Top of Records provided

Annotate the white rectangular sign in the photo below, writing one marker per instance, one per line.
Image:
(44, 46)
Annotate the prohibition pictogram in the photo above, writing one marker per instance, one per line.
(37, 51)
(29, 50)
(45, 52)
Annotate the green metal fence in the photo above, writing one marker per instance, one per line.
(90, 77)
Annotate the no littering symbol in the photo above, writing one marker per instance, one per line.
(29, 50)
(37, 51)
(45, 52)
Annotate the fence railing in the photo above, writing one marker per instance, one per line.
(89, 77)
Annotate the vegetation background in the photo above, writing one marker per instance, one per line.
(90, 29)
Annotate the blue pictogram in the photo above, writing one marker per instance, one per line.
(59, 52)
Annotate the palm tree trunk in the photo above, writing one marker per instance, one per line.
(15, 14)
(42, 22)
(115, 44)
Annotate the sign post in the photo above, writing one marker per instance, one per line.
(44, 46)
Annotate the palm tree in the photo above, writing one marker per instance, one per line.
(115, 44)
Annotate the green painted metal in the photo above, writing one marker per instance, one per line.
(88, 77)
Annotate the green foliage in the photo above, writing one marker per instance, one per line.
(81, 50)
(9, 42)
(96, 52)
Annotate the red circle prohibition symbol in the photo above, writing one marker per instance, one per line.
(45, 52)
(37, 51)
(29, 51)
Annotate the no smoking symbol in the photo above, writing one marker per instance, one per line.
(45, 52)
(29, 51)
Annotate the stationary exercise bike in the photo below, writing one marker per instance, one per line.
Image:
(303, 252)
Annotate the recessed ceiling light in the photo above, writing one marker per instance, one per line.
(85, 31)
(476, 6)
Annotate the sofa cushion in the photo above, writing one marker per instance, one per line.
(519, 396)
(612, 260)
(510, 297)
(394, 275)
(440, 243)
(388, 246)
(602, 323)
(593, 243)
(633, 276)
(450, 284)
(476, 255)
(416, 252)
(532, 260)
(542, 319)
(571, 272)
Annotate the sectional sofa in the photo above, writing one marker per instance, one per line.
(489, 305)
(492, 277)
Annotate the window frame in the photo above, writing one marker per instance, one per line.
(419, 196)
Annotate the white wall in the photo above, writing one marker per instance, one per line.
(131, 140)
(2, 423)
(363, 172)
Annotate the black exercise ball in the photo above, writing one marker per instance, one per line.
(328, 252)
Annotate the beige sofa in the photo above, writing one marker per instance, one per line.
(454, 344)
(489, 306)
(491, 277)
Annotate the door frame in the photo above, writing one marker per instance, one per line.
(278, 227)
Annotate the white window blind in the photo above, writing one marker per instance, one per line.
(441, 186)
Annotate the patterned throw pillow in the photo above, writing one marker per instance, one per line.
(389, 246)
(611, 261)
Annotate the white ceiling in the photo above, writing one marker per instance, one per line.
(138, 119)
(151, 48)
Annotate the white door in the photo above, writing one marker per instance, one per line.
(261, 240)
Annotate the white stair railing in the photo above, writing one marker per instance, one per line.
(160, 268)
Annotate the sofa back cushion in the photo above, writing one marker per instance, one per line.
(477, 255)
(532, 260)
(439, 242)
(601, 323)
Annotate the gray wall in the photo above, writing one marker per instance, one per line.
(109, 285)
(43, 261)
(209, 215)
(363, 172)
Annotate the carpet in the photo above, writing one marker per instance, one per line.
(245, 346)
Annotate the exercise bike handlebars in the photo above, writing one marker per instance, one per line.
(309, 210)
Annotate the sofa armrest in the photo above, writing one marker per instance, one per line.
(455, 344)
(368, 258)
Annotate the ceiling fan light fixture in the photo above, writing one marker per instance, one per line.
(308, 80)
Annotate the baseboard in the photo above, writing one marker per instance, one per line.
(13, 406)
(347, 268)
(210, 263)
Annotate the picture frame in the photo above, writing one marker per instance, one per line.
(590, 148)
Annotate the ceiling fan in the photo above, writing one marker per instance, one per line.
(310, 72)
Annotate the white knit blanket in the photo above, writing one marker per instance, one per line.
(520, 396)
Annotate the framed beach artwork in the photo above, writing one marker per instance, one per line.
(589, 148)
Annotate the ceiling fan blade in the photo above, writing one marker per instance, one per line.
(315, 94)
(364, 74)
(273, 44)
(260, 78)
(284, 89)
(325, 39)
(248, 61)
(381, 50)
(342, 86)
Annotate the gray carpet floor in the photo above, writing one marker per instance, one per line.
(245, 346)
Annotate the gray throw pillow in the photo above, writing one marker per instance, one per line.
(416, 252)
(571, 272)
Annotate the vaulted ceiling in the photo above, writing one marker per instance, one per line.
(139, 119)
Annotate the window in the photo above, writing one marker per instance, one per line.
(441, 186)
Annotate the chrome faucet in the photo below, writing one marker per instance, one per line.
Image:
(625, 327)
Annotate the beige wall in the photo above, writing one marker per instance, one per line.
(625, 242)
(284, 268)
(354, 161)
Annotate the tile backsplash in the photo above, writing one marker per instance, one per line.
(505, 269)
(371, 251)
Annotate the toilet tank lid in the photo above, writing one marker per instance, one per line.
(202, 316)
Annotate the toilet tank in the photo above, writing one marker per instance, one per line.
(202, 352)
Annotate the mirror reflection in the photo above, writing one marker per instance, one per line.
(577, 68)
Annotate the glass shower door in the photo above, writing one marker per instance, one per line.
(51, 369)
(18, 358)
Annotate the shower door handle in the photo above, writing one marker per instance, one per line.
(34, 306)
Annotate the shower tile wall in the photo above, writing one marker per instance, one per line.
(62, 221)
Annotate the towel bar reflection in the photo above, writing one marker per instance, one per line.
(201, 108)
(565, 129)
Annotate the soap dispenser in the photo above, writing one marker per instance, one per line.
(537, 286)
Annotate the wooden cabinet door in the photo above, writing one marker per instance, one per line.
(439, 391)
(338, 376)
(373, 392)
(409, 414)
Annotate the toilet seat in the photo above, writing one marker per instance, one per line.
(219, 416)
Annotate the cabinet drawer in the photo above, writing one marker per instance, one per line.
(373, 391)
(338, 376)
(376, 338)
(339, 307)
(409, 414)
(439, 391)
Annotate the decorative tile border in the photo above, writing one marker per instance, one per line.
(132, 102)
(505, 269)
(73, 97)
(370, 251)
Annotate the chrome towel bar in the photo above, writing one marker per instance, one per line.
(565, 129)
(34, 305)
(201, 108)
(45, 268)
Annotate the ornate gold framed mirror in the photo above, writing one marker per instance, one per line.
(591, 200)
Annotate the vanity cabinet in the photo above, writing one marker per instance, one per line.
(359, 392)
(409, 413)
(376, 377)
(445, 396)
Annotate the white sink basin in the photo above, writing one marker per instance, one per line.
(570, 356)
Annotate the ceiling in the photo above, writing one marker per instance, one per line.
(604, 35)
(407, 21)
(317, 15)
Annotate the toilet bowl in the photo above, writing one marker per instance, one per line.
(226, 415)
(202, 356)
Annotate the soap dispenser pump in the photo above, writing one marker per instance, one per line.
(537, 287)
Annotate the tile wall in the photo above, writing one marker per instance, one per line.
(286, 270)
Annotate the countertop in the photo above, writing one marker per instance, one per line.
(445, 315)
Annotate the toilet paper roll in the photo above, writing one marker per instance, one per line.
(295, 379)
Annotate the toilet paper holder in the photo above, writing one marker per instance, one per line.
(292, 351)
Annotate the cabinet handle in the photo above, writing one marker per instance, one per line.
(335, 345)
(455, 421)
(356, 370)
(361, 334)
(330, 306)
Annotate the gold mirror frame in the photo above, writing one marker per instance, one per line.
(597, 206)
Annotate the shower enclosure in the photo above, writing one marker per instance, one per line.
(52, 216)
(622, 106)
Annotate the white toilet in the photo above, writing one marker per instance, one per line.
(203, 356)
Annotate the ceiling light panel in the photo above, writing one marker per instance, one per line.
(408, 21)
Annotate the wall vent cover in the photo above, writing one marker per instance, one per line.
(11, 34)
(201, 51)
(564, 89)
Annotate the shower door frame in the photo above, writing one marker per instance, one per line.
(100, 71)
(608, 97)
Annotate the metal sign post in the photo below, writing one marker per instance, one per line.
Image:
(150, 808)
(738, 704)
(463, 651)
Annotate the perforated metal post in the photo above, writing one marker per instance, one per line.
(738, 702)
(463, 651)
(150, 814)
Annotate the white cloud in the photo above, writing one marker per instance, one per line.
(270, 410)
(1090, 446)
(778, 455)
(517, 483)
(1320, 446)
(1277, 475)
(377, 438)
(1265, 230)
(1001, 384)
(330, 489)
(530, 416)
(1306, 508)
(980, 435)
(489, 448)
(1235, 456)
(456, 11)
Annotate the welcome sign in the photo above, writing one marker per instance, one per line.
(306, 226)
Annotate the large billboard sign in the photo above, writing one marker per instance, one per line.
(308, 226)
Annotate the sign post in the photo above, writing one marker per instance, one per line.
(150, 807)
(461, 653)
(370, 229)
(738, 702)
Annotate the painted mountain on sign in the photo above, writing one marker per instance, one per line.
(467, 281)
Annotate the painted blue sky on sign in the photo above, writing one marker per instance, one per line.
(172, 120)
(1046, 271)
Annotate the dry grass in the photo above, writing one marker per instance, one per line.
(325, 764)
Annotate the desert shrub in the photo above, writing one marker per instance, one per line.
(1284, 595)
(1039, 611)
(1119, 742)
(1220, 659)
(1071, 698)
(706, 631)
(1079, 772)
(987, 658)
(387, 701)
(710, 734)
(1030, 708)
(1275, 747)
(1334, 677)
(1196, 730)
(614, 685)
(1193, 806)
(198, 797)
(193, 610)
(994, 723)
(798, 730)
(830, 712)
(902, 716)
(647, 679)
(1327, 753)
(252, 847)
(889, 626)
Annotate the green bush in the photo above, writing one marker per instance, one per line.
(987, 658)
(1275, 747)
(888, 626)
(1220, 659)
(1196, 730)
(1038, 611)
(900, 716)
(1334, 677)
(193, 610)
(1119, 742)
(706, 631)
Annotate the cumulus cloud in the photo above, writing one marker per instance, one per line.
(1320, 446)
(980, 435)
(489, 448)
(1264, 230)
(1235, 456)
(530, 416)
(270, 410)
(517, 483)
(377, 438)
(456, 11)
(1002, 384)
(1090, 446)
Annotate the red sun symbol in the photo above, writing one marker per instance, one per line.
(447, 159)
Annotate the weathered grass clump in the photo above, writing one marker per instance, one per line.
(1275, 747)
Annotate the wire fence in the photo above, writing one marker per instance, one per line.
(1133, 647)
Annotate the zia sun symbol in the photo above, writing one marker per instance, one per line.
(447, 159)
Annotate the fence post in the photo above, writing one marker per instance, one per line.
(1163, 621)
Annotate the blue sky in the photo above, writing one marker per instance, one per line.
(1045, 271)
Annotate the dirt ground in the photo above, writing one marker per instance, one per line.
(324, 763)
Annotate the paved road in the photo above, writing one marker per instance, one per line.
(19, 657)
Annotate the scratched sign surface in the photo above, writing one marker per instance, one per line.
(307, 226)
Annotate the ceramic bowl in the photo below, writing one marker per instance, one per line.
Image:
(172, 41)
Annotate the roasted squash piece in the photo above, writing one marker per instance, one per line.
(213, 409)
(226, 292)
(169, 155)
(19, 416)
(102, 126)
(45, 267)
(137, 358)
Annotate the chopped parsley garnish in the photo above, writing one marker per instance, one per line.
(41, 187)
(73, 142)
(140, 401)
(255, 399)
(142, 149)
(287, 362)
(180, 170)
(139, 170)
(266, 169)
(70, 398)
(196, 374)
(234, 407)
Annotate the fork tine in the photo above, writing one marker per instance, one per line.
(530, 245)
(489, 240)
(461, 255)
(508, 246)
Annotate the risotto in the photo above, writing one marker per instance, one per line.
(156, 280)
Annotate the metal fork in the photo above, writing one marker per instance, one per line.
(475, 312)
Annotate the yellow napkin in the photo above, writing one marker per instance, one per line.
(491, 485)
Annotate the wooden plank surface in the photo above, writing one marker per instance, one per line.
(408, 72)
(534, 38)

Bottom of Records provided

#### [Problem details]
Look through the entries above, and wherever a line holds the string "below", copy it.

#### [Task solution]
Annotate the white rectangular sign in the photo below, writing one marker per instance, one per line.
Annotate the stationary exercise bike in the photo below, writing one marker per instance, one per line.
Annotate the chrome faucet in the photo below, writing one marker per instance, one per line.
Annotate the metal sign post in the photo below, writing one marker per instance, one per line.
Annotate the ceramic bowl in the photo below, writing one marker per instance, one per line.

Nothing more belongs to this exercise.